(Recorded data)
..............................

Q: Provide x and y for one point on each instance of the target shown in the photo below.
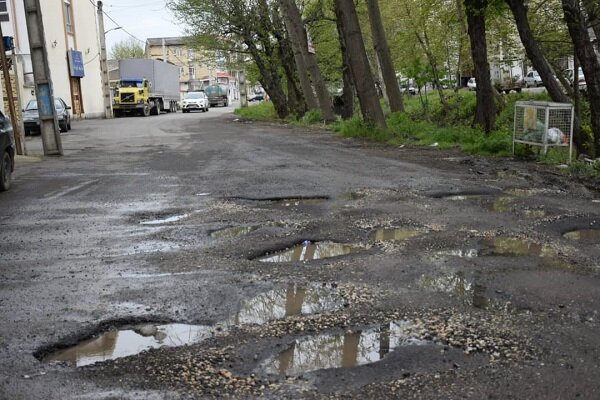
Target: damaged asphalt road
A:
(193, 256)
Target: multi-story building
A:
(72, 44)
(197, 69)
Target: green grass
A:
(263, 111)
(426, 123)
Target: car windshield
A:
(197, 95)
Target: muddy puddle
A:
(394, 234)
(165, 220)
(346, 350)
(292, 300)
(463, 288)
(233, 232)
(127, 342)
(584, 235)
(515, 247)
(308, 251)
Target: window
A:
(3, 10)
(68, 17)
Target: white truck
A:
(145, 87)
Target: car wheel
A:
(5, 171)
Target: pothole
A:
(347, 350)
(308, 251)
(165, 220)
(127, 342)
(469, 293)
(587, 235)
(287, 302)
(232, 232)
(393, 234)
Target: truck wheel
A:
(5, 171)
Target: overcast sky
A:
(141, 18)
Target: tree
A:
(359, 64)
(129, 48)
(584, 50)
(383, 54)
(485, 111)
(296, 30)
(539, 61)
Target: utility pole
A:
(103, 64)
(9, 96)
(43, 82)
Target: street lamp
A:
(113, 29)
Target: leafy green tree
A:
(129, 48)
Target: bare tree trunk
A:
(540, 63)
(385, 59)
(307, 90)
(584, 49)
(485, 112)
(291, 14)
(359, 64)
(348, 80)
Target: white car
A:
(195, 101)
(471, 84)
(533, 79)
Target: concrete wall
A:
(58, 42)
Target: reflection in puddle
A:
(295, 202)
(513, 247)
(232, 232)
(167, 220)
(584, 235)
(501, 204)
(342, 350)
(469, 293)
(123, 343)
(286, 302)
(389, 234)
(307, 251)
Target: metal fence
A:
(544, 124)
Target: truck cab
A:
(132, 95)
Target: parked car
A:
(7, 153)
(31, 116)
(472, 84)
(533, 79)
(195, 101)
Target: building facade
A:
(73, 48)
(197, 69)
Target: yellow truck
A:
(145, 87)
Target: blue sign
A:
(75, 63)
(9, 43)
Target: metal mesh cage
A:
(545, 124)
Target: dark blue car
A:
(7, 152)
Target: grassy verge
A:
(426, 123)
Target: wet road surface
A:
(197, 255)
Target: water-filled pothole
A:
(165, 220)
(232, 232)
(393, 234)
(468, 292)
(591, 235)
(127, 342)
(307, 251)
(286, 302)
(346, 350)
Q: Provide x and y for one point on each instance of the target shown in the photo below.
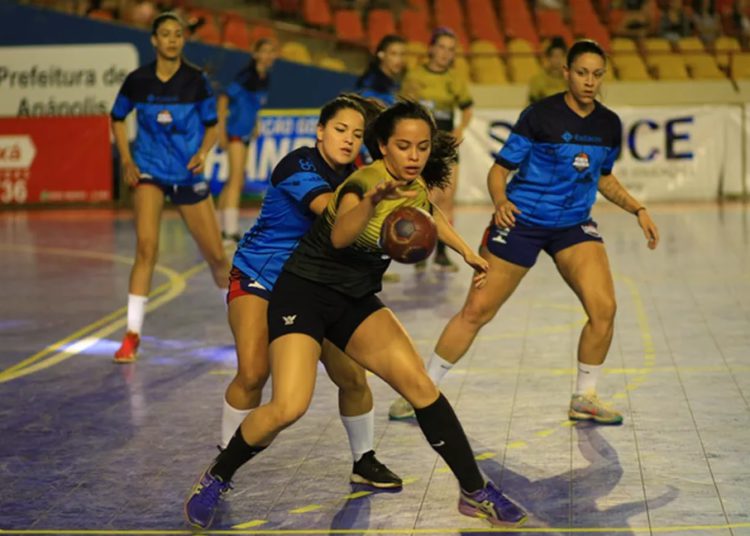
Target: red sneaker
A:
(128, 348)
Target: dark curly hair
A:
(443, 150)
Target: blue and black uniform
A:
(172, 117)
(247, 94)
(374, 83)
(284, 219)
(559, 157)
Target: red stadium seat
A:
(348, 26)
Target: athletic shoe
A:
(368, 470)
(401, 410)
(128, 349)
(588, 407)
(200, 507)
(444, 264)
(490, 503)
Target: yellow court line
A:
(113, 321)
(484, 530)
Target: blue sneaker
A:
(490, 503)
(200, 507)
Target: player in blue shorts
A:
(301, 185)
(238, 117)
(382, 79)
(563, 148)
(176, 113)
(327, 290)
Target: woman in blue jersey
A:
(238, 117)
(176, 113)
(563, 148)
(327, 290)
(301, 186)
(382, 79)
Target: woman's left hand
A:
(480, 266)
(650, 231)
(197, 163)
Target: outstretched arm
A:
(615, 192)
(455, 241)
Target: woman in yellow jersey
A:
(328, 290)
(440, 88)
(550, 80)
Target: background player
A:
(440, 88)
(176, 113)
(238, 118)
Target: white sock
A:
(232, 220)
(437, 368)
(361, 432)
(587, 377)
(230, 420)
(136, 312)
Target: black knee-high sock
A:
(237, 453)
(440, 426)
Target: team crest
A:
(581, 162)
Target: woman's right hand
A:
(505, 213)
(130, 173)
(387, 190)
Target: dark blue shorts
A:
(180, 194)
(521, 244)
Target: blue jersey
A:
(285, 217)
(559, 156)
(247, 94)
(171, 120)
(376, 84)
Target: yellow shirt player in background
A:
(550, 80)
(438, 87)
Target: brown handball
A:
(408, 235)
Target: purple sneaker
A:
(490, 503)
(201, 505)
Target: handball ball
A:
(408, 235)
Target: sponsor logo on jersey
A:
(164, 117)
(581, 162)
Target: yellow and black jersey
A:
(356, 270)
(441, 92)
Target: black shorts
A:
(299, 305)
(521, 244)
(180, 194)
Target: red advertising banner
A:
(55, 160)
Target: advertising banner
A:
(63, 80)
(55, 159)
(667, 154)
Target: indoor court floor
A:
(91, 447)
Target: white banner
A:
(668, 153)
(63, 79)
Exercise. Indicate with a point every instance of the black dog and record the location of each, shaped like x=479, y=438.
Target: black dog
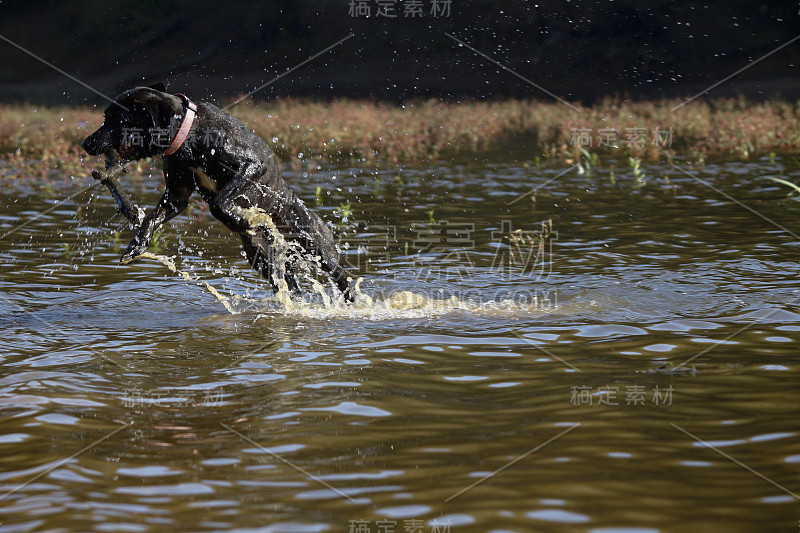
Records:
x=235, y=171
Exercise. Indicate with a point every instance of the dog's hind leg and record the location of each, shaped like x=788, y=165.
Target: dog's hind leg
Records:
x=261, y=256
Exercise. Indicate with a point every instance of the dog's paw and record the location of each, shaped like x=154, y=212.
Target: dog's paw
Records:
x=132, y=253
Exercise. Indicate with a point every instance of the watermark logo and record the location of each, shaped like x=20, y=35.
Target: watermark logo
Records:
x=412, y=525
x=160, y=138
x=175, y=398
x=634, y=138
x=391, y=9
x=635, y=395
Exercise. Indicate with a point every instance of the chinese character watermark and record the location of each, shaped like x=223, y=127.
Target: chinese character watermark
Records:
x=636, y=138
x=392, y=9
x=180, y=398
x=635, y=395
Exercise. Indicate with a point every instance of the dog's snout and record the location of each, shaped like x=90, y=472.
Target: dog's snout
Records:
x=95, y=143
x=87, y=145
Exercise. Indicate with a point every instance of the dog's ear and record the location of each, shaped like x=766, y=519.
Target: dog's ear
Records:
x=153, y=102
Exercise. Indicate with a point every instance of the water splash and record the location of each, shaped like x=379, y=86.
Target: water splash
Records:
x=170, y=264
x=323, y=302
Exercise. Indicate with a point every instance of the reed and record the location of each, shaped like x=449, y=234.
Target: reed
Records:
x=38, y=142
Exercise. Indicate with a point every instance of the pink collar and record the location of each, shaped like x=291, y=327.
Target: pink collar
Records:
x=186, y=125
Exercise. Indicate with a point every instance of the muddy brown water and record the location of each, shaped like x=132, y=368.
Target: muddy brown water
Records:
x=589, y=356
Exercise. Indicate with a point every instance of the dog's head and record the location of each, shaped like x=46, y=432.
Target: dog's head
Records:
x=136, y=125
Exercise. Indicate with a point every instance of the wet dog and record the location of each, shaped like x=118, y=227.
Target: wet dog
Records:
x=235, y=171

..............................

EXERCISE DESCRIPTION
The answer should be the records above, unchanged, with the pictures omitted.

ANSWER
Q: Provide x and y for one point on each instance of the target shown in the photo below.
Target: damaged asphalt road
A:
(193, 256)
Target: multi-story building
A:
(72, 44)
(197, 69)
Target: green grass
A:
(263, 111)
(426, 123)
Target: car windshield
A:
(197, 95)
Target: muddy puddle
A:
(394, 234)
(165, 220)
(346, 350)
(292, 300)
(463, 288)
(233, 232)
(127, 342)
(584, 235)
(515, 247)
(308, 251)
Target: window
A:
(3, 10)
(68, 17)
Target: white truck
A:
(145, 87)
Target: car wheel
A:
(5, 171)
Target: pothole
A:
(347, 350)
(308, 251)
(165, 220)
(127, 342)
(469, 293)
(587, 235)
(287, 302)
(232, 232)
(393, 234)
Target: truck wheel
A:
(5, 171)
Target: overcast sky
A:
(141, 18)
Target: tree
A:
(359, 64)
(129, 48)
(584, 50)
(383, 54)
(485, 111)
(296, 30)
(539, 61)
Target: utility pole
A:
(103, 64)
(9, 96)
(43, 82)
Target: street lamp
A:
(113, 29)
Target: leafy green tree
A:
(129, 48)
Target: bare tree trunk
A:
(540, 63)
(385, 59)
(307, 90)
(584, 49)
(485, 112)
(291, 14)
(359, 64)
(348, 80)
Target: white car
A:
(195, 101)
(471, 84)
(533, 79)
Target: concrete wall
A:
(58, 42)
Target: reflection in puddle
A:
(295, 202)
(513, 247)
(232, 232)
(167, 220)
(584, 235)
(501, 204)
(342, 350)
(469, 293)
(123, 343)
(286, 302)
(389, 234)
(307, 251)
Target: metal fence
A:
(544, 124)
Target: truck cab
A:
(132, 95)
Target: parked car
A:
(7, 153)
(31, 116)
(472, 84)
(533, 79)
(195, 101)
Target: building facade
A:
(73, 48)
(197, 69)
Target: yellow truck
A:
(145, 87)
Target: blue sign
A:
(75, 63)
(9, 43)
Target: metal mesh cage
A:
(545, 124)
Target: dark blue car
A:
(7, 152)
Target: grassy verge
A:
(426, 123)
Target: wet road surface
A:
(197, 255)
Target: water-filled pothole
A:
(165, 220)
(232, 232)
(393, 234)
(468, 292)
(591, 235)
(127, 342)
(307, 251)
(286, 302)
(346, 350)
Q: Provide x and y for one point on each instance of the target shown in the photo below.
Target: red sneaker
A:
(128, 348)
Target: dark curly hair
A:
(443, 150)
Target: blue and black uniform
A:
(172, 117)
(247, 94)
(374, 83)
(284, 219)
(559, 157)
Target: red stadium seat
A:
(348, 26)
Target: athletic shoe
A:
(368, 470)
(401, 410)
(128, 349)
(588, 407)
(200, 507)
(444, 264)
(490, 503)
Target: yellow court line
A:
(113, 321)
(484, 530)
Target: blue sneaker
A:
(490, 503)
(200, 507)
Target: player in blue shorts
A:
(301, 185)
(238, 117)
(382, 79)
(563, 148)
(176, 113)
(327, 290)
Target: woman in blue jersey
A:
(238, 117)
(176, 113)
(563, 148)
(327, 290)
(301, 186)
(382, 79)
Target: woman's left hand
A:
(480, 266)
(650, 231)
(197, 163)
Target: outstretched arm
A:
(615, 192)
(455, 241)
Target: woman in yellow jersey
A:
(328, 290)
(440, 88)
(550, 80)
Target: background player
A:
(440, 88)
(176, 113)
(238, 118)
Target: white sock
A:
(232, 220)
(437, 368)
(361, 432)
(587, 377)
(230, 420)
(136, 312)
Target: black knee-high sock
A:
(237, 453)
(440, 426)
Target: team crest
A:
(581, 162)
Target: woman's right hand
A:
(505, 213)
(130, 173)
(387, 190)
Target: dark blue shorts
A:
(180, 194)
(521, 244)
Target: blue jersey
A:
(285, 217)
(559, 156)
(247, 94)
(171, 120)
(376, 84)
Target: yellow shirt player in background
A:
(550, 80)
(438, 87)
Target: brown handball
A:
(408, 235)
Target: purple sneaker
A:
(490, 503)
(201, 505)
Target: handball ball
A:
(408, 235)
Target: sponsor logo on jersey
A:
(164, 117)
(581, 162)
Target: yellow and black jersey
A:
(356, 270)
(441, 92)
Target: black shorts
A:
(299, 305)
(521, 244)
(180, 194)
Target: red advertising banner
A:
(55, 160)
Target: advertising banner
A:
(63, 80)
(55, 159)
(667, 154)
Target: indoor court floor
A:
(91, 447)
Target: white banner
A:
(668, 153)
(63, 79)
Exercise. Indicate with a point every instance of the black dog and record the location of each, shaped like x=479, y=438.
Target: black dog
Records:
x=235, y=171
Exercise. Indicate with a point every instance of the dog's hind leg and record the location of each, shaped like x=788, y=165.
Target: dog's hind leg
Records:
x=261, y=256
Exercise. Indicate with a point every instance of the dog's paw and record the location of each, shaped like x=154, y=212.
Target: dog's paw
Records:
x=132, y=253
Exercise. Indicate with a point every instance of the watermark logo and record the location of each, shaped like x=20, y=35.
Target: watermark logo
Records:
x=412, y=525
x=160, y=138
x=175, y=398
x=634, y=138
x=391, y=9
x=635, y=395
Exercise. Indicate with a point every instance of the chinese character watermark and record the location of each, shaped like x=223, y=127.
Target: chinese character watermark
Records:
x=636, y=138
x=392, y=9
x=180, y=398
x=635, y=395
Exercise. Indicate with a point every instance of the dog's snout and record the location of each, shaped like x=90, y=472.
Target: dog's snout
Records:
x=95, y=143
x=87, y=145
Exercise. Indicate with a point every instance of the dog's ear and record the location of each, shaped like x=766, y=519.
Target: dog's ear
Records:
x=153, y=102
Exercise. Indicate with a point every instance of the water splash and record the location of each, shaped like x=379, y=86.
Target: water splash
Records:
x=170, y=264
x=323, y=302
Exercise. Indicate with a point every instance of the reed and record the location of each, shaped like x=449, y=234.
Target: reed
Records:
x=38, y=142
Exercise. Indicate with a point every instance of the pink collar and record the location of each, shaped like x=291, y=327.
Target: pink collar
Records:
x=186, y=125
Exercise. Indicate with a point every instance of the muddy brown water and record the location of each, shaped like x=132, y=368.
Target: muddy brown water
Records:
x=589, y=356
Exercise. Indicate with a point every instance of the dog's head and record the location of each, shaped like x=46, y=432.
Target: dog's head
Records:
x=136, y=125
Exercise. Indicate with a point every instance of the wet dog and record the location of each, shaped like x=118, y=227.
Target: wet dog
Records:
x=235, y=171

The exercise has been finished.